Exercise brief: Please could you give again the lines from the one holding "the side window" through the final line of the data below, exactly, with no other lines?
....................
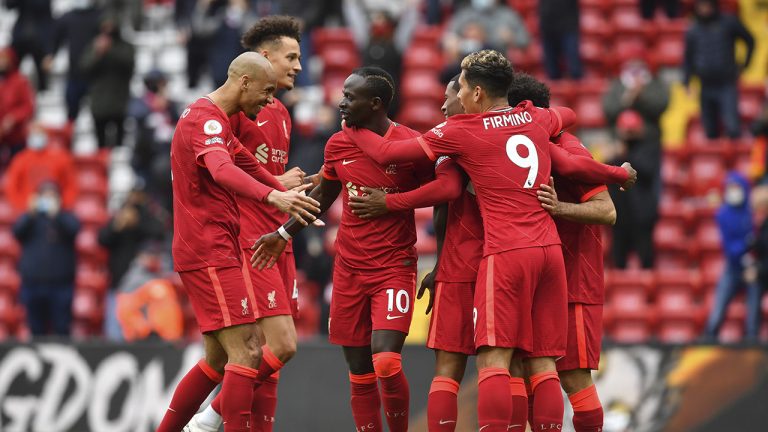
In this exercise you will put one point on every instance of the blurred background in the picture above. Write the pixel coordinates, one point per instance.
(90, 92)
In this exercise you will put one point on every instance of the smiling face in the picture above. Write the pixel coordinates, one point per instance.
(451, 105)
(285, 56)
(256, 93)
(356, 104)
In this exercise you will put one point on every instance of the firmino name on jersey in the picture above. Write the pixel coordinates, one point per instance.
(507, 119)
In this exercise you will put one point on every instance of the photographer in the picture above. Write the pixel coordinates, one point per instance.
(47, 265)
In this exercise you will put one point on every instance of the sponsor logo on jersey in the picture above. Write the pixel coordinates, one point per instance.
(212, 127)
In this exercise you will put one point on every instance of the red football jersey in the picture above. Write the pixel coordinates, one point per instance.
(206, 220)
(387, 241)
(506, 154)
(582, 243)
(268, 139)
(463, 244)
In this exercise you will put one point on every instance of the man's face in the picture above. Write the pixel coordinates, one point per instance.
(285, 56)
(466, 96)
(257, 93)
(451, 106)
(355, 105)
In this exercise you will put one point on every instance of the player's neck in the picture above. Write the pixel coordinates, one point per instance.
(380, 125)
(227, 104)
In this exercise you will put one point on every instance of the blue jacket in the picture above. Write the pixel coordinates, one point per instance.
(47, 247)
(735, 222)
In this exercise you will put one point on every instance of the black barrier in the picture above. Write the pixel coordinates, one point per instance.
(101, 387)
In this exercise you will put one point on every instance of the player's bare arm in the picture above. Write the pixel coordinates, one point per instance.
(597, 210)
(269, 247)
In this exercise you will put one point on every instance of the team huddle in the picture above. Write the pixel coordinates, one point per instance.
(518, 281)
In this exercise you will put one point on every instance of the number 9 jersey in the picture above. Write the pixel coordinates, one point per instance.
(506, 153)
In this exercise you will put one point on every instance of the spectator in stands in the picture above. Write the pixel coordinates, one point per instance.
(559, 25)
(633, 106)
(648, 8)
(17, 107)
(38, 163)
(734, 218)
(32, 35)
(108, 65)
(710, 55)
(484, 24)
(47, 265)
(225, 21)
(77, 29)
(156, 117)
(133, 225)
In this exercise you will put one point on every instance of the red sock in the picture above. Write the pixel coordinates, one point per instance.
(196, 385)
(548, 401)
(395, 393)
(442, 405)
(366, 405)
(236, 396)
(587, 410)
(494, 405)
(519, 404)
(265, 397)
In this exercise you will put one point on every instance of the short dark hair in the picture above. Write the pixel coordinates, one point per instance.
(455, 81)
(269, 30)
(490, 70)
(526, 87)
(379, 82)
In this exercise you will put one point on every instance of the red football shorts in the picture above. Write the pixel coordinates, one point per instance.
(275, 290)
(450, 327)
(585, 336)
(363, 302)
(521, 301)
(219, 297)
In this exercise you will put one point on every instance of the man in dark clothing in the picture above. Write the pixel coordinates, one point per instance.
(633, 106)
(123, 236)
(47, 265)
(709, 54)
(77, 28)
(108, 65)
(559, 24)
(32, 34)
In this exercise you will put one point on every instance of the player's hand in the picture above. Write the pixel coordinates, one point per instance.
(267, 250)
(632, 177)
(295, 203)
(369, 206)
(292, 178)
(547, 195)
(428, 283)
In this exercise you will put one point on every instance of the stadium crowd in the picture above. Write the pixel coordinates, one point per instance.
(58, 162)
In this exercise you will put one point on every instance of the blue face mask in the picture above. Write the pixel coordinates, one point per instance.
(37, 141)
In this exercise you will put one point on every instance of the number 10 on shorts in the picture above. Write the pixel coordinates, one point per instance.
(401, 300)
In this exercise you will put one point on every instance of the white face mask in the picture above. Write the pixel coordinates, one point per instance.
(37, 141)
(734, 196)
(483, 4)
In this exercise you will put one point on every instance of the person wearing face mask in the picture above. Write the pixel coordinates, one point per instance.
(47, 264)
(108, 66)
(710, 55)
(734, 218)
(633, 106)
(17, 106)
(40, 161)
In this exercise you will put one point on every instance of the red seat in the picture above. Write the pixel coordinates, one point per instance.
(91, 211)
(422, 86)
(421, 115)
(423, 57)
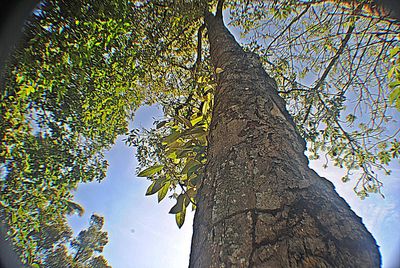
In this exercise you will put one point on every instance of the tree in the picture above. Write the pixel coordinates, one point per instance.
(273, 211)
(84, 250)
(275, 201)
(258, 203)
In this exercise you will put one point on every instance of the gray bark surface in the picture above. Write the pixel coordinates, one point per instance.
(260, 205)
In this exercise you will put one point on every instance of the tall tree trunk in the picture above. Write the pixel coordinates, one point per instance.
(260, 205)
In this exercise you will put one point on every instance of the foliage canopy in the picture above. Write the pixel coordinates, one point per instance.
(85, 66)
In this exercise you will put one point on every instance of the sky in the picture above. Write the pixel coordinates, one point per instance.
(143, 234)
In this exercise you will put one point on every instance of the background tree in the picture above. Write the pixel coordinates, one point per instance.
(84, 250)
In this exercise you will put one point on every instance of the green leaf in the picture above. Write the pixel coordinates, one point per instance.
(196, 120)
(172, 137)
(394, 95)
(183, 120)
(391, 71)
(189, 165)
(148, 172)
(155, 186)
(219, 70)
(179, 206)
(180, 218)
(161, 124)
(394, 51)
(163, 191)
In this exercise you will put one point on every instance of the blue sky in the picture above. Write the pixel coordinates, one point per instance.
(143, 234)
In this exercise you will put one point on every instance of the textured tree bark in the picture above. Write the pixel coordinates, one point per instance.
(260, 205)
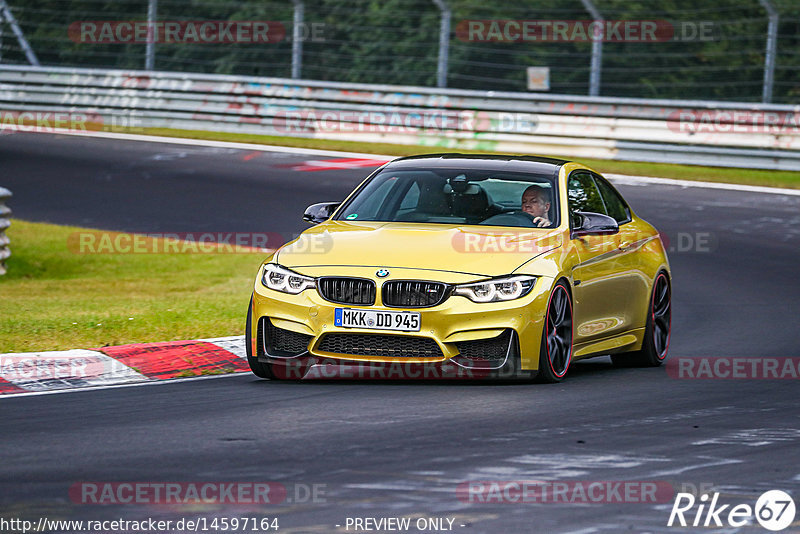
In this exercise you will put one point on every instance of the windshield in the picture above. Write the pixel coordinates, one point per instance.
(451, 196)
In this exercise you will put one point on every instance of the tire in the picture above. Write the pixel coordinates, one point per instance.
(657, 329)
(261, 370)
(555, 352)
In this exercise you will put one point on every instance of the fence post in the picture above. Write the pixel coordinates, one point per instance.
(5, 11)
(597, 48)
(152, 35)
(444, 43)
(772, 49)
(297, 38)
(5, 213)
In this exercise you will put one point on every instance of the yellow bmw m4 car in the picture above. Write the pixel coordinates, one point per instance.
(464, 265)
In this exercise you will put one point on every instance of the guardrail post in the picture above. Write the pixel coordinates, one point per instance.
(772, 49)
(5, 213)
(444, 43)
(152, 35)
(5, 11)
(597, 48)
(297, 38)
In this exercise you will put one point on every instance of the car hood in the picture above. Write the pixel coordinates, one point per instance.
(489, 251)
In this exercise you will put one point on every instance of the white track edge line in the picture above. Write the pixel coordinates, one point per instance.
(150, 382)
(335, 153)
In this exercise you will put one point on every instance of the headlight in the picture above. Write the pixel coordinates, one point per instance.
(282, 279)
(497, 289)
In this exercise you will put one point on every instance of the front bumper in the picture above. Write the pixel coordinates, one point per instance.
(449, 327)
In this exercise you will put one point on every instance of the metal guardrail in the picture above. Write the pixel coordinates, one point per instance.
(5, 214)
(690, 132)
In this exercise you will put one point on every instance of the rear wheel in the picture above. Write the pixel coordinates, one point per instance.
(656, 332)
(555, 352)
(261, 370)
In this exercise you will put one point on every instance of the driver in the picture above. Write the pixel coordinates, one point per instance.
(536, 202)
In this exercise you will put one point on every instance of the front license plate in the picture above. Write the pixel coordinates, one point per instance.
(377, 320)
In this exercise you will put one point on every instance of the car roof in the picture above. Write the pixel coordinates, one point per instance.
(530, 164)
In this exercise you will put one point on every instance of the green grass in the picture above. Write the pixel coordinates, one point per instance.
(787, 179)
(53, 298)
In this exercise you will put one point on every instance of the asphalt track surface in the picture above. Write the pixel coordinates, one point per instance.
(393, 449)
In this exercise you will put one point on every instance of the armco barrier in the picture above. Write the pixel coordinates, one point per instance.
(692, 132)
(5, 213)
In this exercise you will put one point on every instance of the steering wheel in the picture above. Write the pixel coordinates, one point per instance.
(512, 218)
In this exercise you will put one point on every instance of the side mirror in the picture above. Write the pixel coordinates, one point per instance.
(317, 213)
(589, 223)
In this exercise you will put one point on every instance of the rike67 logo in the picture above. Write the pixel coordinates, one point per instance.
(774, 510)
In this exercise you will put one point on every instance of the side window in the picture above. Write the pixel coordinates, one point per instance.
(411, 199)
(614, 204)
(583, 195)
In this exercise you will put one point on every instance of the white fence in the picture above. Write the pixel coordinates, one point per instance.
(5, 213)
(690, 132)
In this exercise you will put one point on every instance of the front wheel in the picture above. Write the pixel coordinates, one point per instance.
....................
Exercise solution:
In this exercise you will put one point on every instance of the side window in the picture above. Write the pixel coordinates, one point per instance.
(411, 199)
(614, 204)
(583, 195)
In this exercise you will put one point on every instance of the white fence in the picture above. Write the pixel coordinates, one point per instance.
(5, 213)
(690, 132)
In this exercise you will put one point on every instance of the front wheel in the picture above. Write the pixel coordinates, one point per instance.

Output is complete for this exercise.